Gestellte Aufgabe A — Welche Fläche ist laut dem Forumsbeitrag zum Sensor-Tracking mit einem dritten Sensor offiziell möglich?
Gestellte Aufgabe B — Finde alle Zeilen, die das Wort „grass“ enthalten, und schreib sie unverändert ab.

Angezeigter Text —
Ja Front Side Tracking mit 270 Grad war eine  unerklärliche Fehlentscheidung. Kam beim Kunden nicht gut an und der Kritik ist man mit einem dritten Sensor entgegen gekommen. Die 360° Lösung mit zwei Sensoren ist Spielerei, funktioniert nur unzureichend auf kleinem Raum (1,5 x 1,5 Meter offiziell) und gewisse Hand Stellungs-Konstellationen können nicht sauber abgedeckt werden. 
Mit einem dritten Sensor sind 2,5 x 2,5 m offiziell möglich und die Abdeckung ist gut. Je höher die Sensoren angebracht werden, desto besser.
Falls das Mainboard überfordert ist, empfiehlt sich eine interne USB 3.0 card.
Ich habe zwei Sensoren vorne rechts & links positioniert und einen Sensor hinten links. Ist auch immer etwas abhängig davon, ob man Rechts- oder Linkshänder ist. Besonders gewichtig in Spielen mit beidhändiger Führung von Gewehren.


----------



## Chinaquads (12. November 2017)

Dritter Sensor ist montiert, das Tracking Funktioniert viel besser jetzt. Die Wandhalterungen für die beiden vorderen Sensoren kommen jetzt auch.

Gesendet von meinem BLN-L21 mit Tapatalk


----------



## Grestorn (13. November 2017)

Vorliegende Zeilen —
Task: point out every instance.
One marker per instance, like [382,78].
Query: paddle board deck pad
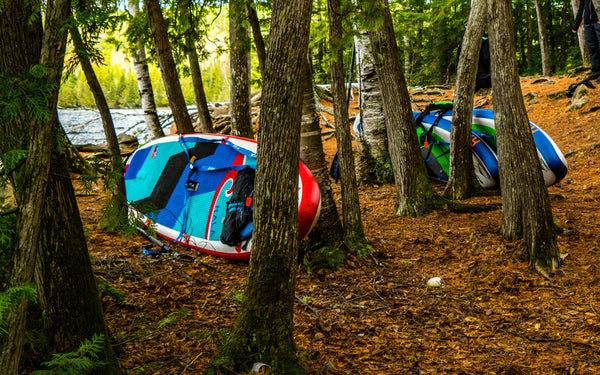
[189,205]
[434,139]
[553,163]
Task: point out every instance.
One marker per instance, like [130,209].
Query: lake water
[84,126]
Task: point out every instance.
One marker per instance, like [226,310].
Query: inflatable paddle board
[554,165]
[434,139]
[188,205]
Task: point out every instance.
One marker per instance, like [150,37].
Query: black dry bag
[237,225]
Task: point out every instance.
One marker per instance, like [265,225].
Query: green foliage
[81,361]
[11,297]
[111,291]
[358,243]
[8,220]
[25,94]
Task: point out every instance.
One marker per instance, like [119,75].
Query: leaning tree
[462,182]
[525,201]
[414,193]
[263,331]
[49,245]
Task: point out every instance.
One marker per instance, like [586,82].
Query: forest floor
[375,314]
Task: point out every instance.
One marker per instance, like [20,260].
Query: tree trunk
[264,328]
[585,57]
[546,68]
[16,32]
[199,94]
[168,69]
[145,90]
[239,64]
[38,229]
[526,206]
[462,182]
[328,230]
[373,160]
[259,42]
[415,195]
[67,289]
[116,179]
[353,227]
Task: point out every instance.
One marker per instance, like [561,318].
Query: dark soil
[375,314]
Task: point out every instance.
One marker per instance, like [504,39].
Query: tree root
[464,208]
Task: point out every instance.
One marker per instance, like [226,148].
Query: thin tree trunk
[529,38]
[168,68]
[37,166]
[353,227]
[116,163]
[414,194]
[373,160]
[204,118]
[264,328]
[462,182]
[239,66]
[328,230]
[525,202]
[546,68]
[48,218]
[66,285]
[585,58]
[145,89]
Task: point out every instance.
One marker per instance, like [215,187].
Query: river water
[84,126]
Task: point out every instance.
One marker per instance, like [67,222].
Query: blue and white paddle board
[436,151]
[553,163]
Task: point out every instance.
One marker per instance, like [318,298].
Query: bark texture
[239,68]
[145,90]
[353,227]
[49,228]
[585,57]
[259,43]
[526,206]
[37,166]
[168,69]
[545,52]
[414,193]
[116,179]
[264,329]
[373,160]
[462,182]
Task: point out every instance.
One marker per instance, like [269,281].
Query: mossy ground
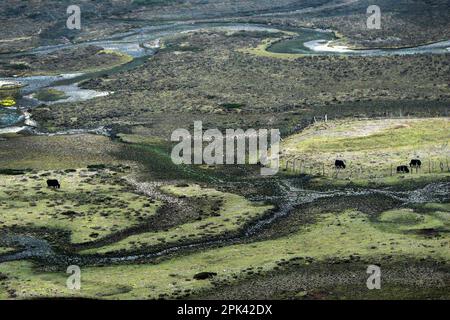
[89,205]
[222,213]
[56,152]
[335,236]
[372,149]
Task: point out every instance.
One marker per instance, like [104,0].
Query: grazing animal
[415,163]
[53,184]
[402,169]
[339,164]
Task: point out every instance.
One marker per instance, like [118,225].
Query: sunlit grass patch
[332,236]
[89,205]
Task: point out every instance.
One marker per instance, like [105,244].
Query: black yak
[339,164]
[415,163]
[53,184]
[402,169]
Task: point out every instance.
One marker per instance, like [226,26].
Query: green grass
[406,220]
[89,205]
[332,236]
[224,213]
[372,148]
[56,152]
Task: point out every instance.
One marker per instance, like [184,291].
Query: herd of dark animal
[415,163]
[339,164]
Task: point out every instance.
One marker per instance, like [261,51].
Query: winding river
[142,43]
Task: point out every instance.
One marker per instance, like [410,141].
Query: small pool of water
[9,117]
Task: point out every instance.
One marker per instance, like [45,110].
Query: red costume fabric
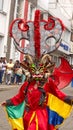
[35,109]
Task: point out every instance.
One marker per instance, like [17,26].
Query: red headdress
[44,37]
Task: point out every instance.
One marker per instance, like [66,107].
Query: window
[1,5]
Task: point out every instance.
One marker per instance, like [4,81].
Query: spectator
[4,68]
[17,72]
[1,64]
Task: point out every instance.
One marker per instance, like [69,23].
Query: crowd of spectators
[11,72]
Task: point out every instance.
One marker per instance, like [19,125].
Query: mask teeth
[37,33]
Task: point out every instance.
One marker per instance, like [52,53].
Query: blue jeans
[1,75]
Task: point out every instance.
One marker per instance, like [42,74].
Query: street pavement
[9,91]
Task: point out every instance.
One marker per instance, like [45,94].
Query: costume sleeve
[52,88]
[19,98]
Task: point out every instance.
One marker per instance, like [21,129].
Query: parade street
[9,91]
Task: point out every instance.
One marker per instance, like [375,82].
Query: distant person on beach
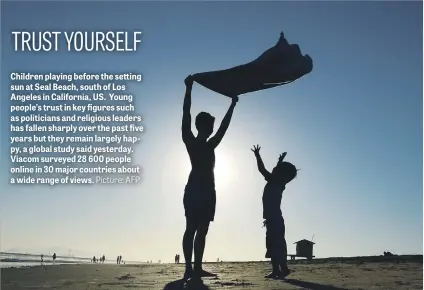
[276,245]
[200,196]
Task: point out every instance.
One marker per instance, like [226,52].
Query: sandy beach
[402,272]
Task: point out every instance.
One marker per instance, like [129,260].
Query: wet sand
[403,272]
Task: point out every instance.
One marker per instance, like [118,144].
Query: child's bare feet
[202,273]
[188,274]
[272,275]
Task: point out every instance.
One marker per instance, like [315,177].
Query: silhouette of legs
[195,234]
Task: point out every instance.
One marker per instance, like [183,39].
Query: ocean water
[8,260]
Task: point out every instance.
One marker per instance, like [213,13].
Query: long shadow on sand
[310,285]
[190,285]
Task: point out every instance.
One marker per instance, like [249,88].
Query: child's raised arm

Vollständige Antwort A — 2,5 x 2,5 m.

Vollständige Antwort B —
Query: sunlit grass patch
Query: green grass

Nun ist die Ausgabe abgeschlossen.